What to work on -
Return every line of the records below that contains the word "blue".

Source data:
*-*-*

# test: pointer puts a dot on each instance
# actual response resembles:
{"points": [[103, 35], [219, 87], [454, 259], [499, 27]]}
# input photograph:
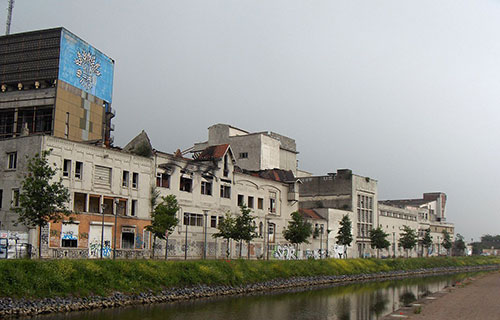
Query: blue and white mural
{"points": [[85, 67]]}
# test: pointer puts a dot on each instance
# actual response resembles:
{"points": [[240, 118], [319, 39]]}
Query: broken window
{"points": [[241, 200], [135, 180], [162, 180], [250, 202], [225, 191], [94, 204], [125, 178], [12, 160], [193, 219], [260, 203], [66, 167], [6, 123], [80, 202], [272, 202], [133, 208], [185, 184], [206, 188], [78, 170]]}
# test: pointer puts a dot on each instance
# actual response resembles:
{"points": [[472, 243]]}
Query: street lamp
{"points": [[186, 223]]}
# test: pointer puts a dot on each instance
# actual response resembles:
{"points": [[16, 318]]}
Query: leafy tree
{"points": [[244, 228], [459, 245], [446, 241], [40, 199], [298, 229], [378, 239], [408, 239], [344, 236], [226, 230], [164, 220], [427, 240]]}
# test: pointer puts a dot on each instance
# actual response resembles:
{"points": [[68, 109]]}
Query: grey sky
{"points": [[406, 92]]}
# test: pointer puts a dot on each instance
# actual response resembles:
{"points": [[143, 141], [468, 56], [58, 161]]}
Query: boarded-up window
{"points": [[102, 176], [69, 235]]}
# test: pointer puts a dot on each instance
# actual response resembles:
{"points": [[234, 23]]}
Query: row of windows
{"points": [[260, 202], [398, 215]]}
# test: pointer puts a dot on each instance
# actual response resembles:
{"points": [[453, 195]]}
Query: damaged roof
{"points": [[274, 174], [310, 214], [212, 153]]}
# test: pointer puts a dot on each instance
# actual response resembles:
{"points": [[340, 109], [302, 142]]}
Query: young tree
{"points": [[298, 230], [164, 220], [446, 241], [408, 239], [459, 245], [40, 199], [226, 229], [344, 236], [427, 240], [378, 239], [244, 227]]}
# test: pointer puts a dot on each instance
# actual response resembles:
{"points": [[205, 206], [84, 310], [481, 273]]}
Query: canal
{"points": [[362, 301]]}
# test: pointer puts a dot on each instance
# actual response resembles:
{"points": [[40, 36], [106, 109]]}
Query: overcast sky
{"points": [[406, 92]]}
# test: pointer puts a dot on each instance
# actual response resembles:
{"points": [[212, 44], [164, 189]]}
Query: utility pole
{"points": [[9, 16]]}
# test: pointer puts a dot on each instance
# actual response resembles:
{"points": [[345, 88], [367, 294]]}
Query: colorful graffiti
{"points": [[95, 249], [285, 252]]}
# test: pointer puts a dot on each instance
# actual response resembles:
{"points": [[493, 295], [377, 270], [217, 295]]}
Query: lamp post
{"points": [[186, 219], [102, 228], [205, 214]]}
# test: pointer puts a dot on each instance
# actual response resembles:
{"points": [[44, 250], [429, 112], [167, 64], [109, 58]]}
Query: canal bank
{"points": [[28, 307]]}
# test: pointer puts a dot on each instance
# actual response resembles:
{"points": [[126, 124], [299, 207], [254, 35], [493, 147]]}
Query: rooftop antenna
{"points": [[9, 16]]}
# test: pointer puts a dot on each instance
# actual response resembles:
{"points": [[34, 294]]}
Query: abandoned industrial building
{"points": [[56, 95]]}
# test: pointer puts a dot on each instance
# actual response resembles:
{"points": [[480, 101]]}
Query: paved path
{"points": [[479, 299]]}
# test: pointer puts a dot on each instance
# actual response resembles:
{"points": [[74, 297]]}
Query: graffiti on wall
{"points": [[95, 249], [285, 252]]}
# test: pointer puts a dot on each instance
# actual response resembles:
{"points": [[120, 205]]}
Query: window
{"points": [[15, 198], [128, 236], [185, 184], [225, 191], [78, 170], [125, 178], [135, 180], [80, 202], [163, 180], [66, 167], [272, 202], [250, 202], [133, 208], [206, 188], [260, 203], [193, 219], [94, 204], [69, 235], [241, 200], [102, 176], [12, 160]]}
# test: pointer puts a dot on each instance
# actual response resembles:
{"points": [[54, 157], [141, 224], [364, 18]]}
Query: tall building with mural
{"points": [[55, 83]]}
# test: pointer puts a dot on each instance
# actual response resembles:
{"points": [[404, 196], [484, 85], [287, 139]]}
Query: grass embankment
{"points": [[32, 278]]}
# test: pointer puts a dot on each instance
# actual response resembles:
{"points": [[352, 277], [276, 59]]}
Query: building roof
{"points": [[405, 202], [310, 214], [274, 174], [212, 153]]}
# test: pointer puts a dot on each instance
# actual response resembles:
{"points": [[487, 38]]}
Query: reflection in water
{"points": [[364, 301]]}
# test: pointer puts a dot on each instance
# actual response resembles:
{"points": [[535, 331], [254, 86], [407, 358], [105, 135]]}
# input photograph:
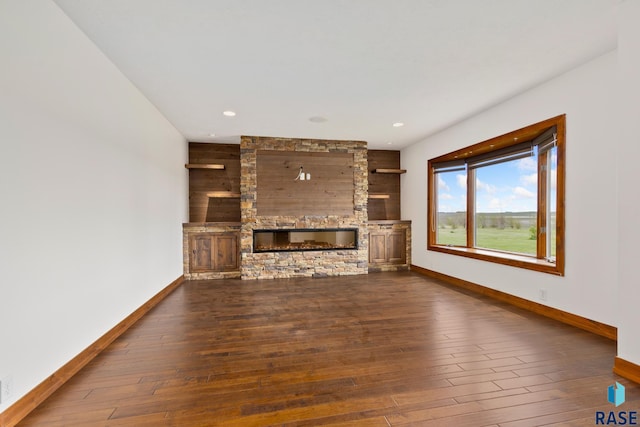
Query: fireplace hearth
{"points": [[306, 239]]}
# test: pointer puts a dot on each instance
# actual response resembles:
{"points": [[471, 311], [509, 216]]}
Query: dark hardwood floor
{"points": [[386, 349]]}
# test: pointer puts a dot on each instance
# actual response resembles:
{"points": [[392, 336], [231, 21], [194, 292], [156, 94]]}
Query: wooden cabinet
{"points": [[213, 252], [389, 245]]}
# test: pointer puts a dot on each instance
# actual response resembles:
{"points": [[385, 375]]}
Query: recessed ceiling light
{"points": [[318, 119]]}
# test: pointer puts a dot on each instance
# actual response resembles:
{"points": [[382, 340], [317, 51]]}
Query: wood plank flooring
{"points": [[386, 349]]}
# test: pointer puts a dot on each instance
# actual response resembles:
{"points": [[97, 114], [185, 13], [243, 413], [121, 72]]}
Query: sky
{"points": [[504, 187]]}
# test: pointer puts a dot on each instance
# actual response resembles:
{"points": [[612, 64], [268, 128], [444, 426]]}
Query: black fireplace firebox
{"points": [[305, 239]]}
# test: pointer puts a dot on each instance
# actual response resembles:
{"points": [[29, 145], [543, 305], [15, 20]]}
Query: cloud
{"points": [[528, 164], [483, 186], [442, 185], [523, 193], [531, 179]]}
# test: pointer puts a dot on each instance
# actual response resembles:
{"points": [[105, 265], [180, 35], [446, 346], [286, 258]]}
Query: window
{"points": [[502, 200]]}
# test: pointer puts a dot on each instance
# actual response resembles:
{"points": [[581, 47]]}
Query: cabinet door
{"points": [[201, 257], [377, 247], [226, 249], [396, 247]]}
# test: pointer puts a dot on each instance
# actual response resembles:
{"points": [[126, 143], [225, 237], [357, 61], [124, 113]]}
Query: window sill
{"points": [[514, 260]]}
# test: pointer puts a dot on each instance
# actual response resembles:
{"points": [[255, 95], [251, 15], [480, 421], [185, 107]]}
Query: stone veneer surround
{"points": [[270, 265]]}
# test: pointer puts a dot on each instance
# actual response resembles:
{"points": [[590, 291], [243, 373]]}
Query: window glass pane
{"points": [[552, 202], [451, 208], [506, 206]]}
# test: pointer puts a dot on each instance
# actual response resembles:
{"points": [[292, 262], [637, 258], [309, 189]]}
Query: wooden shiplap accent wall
{"points": [[205, 182], [383, 208], [329, 192]]}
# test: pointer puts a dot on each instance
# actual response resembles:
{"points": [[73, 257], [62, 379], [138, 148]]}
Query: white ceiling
{"points": [[361, 64]]}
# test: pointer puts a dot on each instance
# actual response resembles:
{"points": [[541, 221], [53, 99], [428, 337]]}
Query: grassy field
{"points": [[507, 239]]}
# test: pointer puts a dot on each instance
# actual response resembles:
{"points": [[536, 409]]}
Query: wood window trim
{"points": [[535, 263]]}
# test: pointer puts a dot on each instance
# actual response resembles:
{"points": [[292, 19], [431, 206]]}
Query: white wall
{"points": [[93, 192], [587, 96], [629, 181]]}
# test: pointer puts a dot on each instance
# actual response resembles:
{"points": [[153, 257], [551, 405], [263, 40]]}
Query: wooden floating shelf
{"points": [[390, 170], [204, 166], [222, 195]]}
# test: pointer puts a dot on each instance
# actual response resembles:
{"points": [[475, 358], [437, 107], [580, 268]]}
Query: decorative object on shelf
{"points": [[204, 166], [381, 170], [302, 176]]}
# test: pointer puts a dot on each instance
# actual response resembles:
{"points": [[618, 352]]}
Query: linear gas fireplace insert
{"points": [[305, 239]]}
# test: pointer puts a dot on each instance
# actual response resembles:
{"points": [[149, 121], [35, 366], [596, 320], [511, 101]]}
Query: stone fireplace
{"points": [[295, 240], [277, 218]]}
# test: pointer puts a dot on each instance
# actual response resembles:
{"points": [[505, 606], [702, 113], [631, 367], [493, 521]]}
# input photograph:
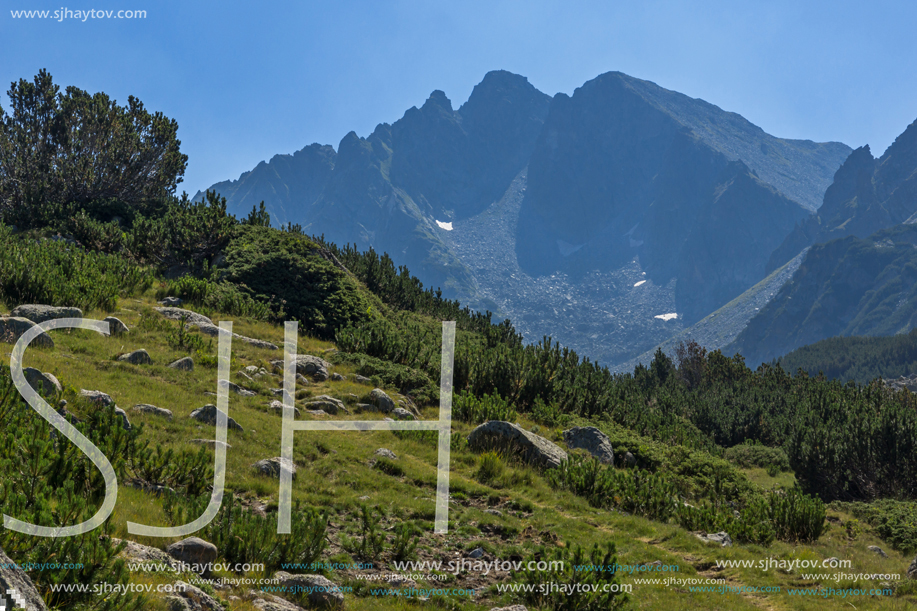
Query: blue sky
{"points": [[247, 81]]}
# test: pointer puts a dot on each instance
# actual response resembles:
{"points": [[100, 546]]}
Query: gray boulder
{"points": [[16, 587], [193, 550], [115, 326], [506, 436], [136, 552], [41, 313], [402, 414], [323, 593], [97, 396], [381, 400], [210, 443], [191, 318], [272, 466], [146, 408], [592, 440], [45, 383], [12, 328], [137, 357], [184, 364], [192, 598], [237, 389], [208, 415], [274, 603]]}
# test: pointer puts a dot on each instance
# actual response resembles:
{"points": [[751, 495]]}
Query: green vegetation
{"points": [[694, 427], [861, 359]]}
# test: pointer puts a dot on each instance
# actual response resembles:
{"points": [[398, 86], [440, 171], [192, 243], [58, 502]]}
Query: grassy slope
{"points": [[335, 473]]}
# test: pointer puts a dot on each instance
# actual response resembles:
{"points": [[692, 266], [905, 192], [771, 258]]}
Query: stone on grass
{"points": [[210, 443], [146, 408], [721, 538], [237, 389], [12, 328], [193, 550], [402, 414], [381, 400], [323, 593], [97, 396], [592, 440], [272, 466], [44, 383], [14, 578]]}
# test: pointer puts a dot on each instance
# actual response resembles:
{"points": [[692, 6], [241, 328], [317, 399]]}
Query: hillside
{"points": [[867, 195], [696, 197], [508, 509], [861, 359], [846, 287], [570, 488]]}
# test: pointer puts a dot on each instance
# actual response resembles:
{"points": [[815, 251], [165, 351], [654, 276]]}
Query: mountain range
{"points": [[611, 219]]}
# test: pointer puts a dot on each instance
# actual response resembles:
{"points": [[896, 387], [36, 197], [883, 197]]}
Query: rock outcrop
{"points": [[511, 438]]}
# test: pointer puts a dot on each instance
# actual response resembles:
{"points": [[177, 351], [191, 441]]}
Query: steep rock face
{"points": [[867, 195], [616, 175]]}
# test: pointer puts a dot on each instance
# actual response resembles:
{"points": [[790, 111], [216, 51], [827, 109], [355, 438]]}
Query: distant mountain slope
{"points": [[867, 195], [718, 330], [861, 359], [849, 286]]}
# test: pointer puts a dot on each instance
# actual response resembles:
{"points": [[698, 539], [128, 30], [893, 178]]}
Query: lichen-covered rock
{"points": [[184, 364], [505, 436], [97, 396], [146, 408], [323, 593], [592, 440], [277, 406], [237, 389], [40, 313], [272, 466], [381, 400], [12, 328], [14, 579], [208, 415], [44, 383], [115, 326], [402, 414], [137, 357]]}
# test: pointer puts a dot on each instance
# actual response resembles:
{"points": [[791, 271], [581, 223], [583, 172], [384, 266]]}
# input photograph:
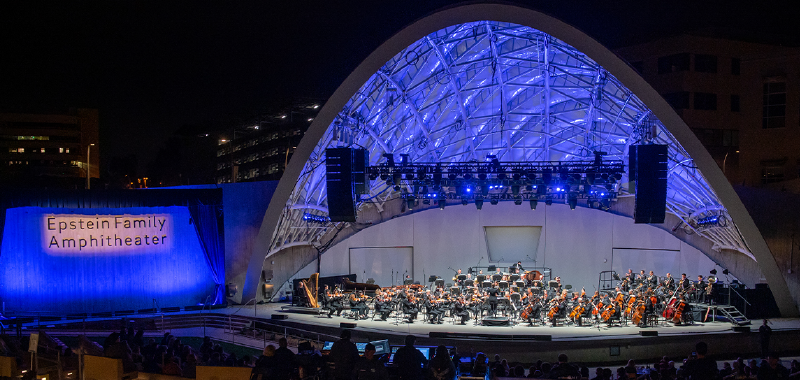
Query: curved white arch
{"points": [[711, 189]]}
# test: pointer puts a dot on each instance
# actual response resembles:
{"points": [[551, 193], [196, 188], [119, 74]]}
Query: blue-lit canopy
{"points": [[497, 88]]}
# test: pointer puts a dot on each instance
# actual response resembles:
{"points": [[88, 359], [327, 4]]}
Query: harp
{"points": [[310, 286]]}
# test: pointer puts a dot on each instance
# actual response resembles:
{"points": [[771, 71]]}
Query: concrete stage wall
{"points": [[576, 244]]}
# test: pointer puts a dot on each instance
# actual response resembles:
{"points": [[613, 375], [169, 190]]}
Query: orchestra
{"points": [[526, 297]]}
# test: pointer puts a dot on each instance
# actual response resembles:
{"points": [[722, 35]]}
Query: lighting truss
{"points": [[513, 181], [493, 88]]}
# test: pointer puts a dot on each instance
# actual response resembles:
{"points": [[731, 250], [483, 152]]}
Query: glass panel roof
{"points": [[496, 88]]}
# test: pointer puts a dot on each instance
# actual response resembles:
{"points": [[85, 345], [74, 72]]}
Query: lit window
{"points": [[774, 111]]}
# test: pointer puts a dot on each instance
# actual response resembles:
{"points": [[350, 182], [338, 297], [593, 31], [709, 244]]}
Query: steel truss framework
{"points": [[494, 88]]}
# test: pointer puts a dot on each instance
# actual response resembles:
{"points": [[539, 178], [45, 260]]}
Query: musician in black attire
{"points": [[410, 309], [460, 310], [493, 291], [652, 279], [383, 308], [700, 291], [684, 284], [434, 314], [669, 282], [325, 299]]}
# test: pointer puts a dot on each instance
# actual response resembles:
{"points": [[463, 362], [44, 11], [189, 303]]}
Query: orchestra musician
{"points": [[700, 290], [383, 307], [493, 291], [669, 282], [652, 279], [460, 310], [684, 284], [409, 307]]}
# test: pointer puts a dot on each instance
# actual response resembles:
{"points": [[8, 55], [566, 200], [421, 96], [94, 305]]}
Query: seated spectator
{"points": [[369, 367], [171, 366], [563, 369], [442, 368], [265, 365], [479, 367], [120, 350], [284, 359], [190, 366], [772, 368]]}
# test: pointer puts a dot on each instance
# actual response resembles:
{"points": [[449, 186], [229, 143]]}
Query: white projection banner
{"points": [[72, 233]]}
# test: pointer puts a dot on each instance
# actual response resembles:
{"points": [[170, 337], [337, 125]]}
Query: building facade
{"points": [[742, 100], [49, 149], [260, 150]]}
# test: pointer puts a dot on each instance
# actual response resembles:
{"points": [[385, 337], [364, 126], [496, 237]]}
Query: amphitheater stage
{"points": [[592, 345]]}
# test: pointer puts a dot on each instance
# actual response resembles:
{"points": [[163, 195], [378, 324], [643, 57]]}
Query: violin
{"points": [[678, 312], [609, 311], [638, 314]]}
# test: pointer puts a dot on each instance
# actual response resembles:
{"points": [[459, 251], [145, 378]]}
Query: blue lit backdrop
{"points": [[92, 280]]}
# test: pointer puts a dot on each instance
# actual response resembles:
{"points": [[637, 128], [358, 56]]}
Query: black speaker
{"points": [[345, 173], [648, 172]]}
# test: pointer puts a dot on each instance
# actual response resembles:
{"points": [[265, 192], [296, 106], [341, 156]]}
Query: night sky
{"points": [[151, 67]]}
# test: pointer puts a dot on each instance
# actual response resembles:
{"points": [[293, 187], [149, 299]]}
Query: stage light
{"points": [[572, 200]]}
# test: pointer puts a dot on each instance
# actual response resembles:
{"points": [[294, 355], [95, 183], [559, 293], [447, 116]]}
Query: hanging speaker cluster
{"points": [[648, 176]]}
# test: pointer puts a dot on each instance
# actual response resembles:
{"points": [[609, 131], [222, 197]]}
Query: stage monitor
{"points": [[381, 346], [425, 351]]}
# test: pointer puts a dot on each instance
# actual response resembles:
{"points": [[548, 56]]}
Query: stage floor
{"points": [[567, 333]]}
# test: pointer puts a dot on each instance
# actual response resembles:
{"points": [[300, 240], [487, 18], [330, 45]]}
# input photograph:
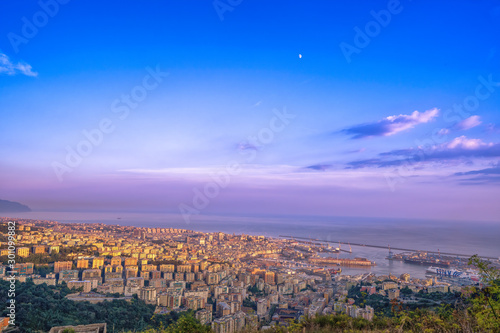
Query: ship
{"points": [[454, 273], [333, 271], [427, 261]]}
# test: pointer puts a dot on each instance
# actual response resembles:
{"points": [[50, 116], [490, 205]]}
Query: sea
{"points": [[468, 238]]}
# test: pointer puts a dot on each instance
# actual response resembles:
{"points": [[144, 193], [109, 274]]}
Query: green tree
{"points": [[486, 300], [187, 324]]}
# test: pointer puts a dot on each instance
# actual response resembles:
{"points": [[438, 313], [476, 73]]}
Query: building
{"points": [[39, 249], [261, 307], [393, 293], [24, 269], [68, 275], [82, 263], [204, 316], [62, 266], [171, 300], [23, 251], [148, 295], [389, 285], [53, 249], [269, 278], [85, 285], [223, 325], [98, 262]]}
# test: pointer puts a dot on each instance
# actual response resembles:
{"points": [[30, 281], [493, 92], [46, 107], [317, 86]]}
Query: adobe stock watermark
{"points": [[458, 112], [31, 27], [222, 6], [203, 195], [121, 108], [372, 29], [11, 292]]}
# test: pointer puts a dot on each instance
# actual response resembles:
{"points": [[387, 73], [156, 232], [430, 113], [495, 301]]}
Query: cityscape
{"points": [[237, 166]]}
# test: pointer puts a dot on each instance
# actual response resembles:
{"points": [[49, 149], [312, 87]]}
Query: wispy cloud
{"points": [[459, 149], [8, 67], [469, 123], [482, 176], [392, 124]]}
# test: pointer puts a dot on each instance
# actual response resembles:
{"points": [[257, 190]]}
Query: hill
{"points": [[11, 206]]}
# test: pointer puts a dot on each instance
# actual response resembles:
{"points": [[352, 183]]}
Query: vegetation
{"points": [[40, 307]]}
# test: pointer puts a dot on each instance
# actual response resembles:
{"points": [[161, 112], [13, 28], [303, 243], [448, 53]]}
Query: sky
{"points": [[237, 107]]}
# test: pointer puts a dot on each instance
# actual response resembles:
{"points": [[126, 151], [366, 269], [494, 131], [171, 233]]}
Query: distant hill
{"points": [[11, 206]]}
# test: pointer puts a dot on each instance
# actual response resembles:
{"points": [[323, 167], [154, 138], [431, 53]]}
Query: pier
{"points": [[392, 248]]}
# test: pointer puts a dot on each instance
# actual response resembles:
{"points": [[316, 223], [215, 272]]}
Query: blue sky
{"points": [[376, 133]]}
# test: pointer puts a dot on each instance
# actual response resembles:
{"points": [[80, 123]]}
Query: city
{"points": [[230, 282]]}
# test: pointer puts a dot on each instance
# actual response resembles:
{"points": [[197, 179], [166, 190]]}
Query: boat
{"points": [[333, 271], [454, 273], [427, 261]]}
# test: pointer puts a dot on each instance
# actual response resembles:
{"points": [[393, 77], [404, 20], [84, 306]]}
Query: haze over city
{"points": [[355, 109]]}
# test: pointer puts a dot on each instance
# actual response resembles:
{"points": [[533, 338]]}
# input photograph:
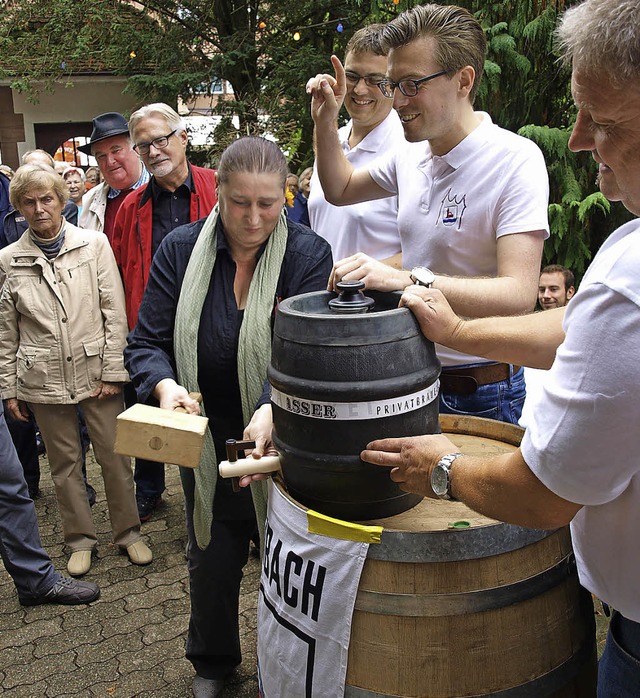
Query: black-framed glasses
{"points": [[160, 143], [409, 88], [370, 80]]}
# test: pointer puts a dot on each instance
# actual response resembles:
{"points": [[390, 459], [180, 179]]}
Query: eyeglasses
{"points": [[409, 88], [160, 143], [370, 80]]}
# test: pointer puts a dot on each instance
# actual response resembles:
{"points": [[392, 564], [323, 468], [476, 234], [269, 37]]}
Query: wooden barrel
{"points": [[452, 603]]}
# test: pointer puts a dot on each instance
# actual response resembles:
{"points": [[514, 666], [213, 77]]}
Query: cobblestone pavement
{"points": [[131, 641]]}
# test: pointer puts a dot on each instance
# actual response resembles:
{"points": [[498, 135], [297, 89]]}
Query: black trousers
{"points": [[213, 641]]}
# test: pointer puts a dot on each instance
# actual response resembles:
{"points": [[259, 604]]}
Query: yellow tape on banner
{"points": [[344, 530]]}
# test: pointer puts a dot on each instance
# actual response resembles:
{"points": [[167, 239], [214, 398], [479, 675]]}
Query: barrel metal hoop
{"points": [[541, 687], [464, 603], [453, 545]]}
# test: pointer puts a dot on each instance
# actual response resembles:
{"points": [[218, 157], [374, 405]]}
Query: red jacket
{"points": [[132, 234]]}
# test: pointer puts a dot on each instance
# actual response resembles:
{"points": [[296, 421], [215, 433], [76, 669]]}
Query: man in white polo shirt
{"points": [[472, 197], [374, 129]]}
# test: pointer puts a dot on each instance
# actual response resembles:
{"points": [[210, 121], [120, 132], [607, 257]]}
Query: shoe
{"points": [[139, 553], [146, 506], [91, 494], [79, 563], [70, 592], [207, 688]]}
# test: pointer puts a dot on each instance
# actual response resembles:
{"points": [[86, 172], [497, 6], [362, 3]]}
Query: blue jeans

*-*-*

Result for this task -
Query: blue and white mural
Query: blue sky
Query: blue-lit canopy
Query: blue lit backdrop
Query: blue sky
Query: blue jeans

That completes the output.